→ **Job 1**
Recast the records of labeled boxes below as a numbered list, omitting blank lines and leaving out the pictures.

→ **Document**
######

I am curious myself to know how the nanodegrees progress. They are relatively low cost so I may just jump in and see. Certainly the nano-mode of delivery will be (IMHO) incapable of providing the depth and breadth around the subject matter that universities offer. And this is not a trivial limitation. (It can't be overlooked that the folks creating cirricula and moderating the courses are typically high achievers from academia in their own right). Seems like there is a university/nano mashup in play at edX.org that may be closer to what you envision.
Jon,
Thanks for sharing this.
I really appreciate your highlighting the work that goes with "play." it helps to offset the erroneous notion that somehow "play" is synomous with "playing around." This, as you know, is a common criticism of Constructivism and Constructionism.
Gerald
Excellent post! thoughtful and thought-provoking. Thanks
Paraphrasing James, you can't step in the same river twice. I think that becomes truer as the complexity of the "river" increases. Stepping towards this discussion then, I believe that meaningful and practical distinctions can be made between education and learning but I also think the process of information exposure and results of that need to be included. For examples, product placement in what we watch, modeling of both behaviors and attitudes almost from the time of birth, news that is filtered by what sells ads or views, courses that are labeled "under performing", biases that are not conscious but still powerful.
I don't mean to suggest that we should not distinguish the terms education and learning but rather that we need to view learning as something that is inherent to the human conditon and formal education will be an important aspect but is only one aspect of that. As an important piece of the picture that surrounds and embraces each of us we should be as deliberate, thoughtful and compassionate as possible in stating our preferences and goals for the formal educational part. But we need to be mindful that whatever the nature of that piece that we want to call the person's education, it is only a small segment of what they are learning.
If we assume there is some correlation between what is learned and how (and why) one lives/behaves then I think that might be important to look at the totality of the environment(s) there for the learning. We, as educators, should keep this in mind and point out to both ourselves and those we "teach" that they should try to be as conscious as possible in recognizing that they have no choice but to learn but do have a choice as to whether to evaluate what they learn and how, if they choose to do so, to set up criteria for making decisions about what they have learned.
Mark D.

######

Records of labeled boxes:
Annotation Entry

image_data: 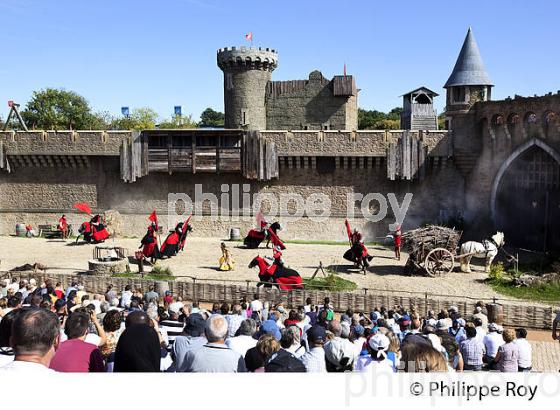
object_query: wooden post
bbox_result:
[216,135,221,174]
[191,132,196,174]
[138,258,144,279]
[193,278,198,302]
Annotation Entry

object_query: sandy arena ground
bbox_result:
[0,232,528,299]
[4,236,560,372]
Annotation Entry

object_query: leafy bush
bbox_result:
[488,262,506,281]
[303,273,358,292]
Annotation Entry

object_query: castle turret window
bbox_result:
[453,87,465,102]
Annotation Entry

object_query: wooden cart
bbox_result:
[402,225,462,277]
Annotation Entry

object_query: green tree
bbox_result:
[358,107,402,130]
[159,115,197,129]
[198,107,225,127]
[21,88,99,130]
[438,111,445,130]
[111,107,158,131]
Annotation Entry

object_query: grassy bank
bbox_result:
[486,263,560,302]
[303,273,358,292]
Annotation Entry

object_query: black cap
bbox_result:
[264,349,306,373]
[185,313,206,337]
[307,325,327,343]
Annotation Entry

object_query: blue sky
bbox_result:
[0,0,560,119]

######

→ **Job 2**
Condense the paragraph in the discussion above that begins "I don't mean to suggest," keeping its main points.

→ **Task solution 1**
1. Annotation Entry
2. image_data: 
3. object_query: wooden post
4. bbox_result:
5. [216,135,221,174]
6. [191,132,196,174]
7. [138,258,144,279]
8. [193,278,198,302]
9. Annotation Entry
10. object_query: sandy arena ground
11. bbox_result:
12. [0,232,528,299]
13. [4,236,560,372]
14. Annotation Entry
15. object_query: leafy bush
16. bbox_result:
17. [488,262,506,281]
18. [303,273,358,292]
19. Annotation Entry
20. object_query: castle turret window
21. bbox_result:
22. [453,87,465,102]
23. Annotation Entry
24. object_query: wooden cart
25. bbox_result:
26. [402,225,462,277]
27. Annotation Entry
28. object_query: green tree
29. bbox_result:
30. [358,107,402,130]
31. [159,115,197,129]
32. [198,107,225,127]
33. [21,88,99,130]
34. [438,111,445,130]
35. [111,107,158,131]
36. Annotation Entry
37. object_query: grassy bank
38. bbox_result:
39. [486,263,560,302]
40. [303,273,358,292]
41. Annotation Entry
42. object_query: black cap
43. bbox_result:
44. [264,349,306,373]
45. [185,313,206,337]
46. [307,325,327,343]
47. Annotation Entry
48. object_query: blue sky
49. bbox_result:
50. [0,0,560,119]

→ **Task solution 2**
Distinguishing education from learning is still worthwhile, but learning is inherent to the human condition. Formal education is an important aspect of it, yet only one aspect. Because formal education is part of what surrounds each person, our preferences and goals for it should be stated as deliberately, thoughtfully and compassionately as possible. We must also remember that whatever we call a person's education is only a small segment of what that person learns.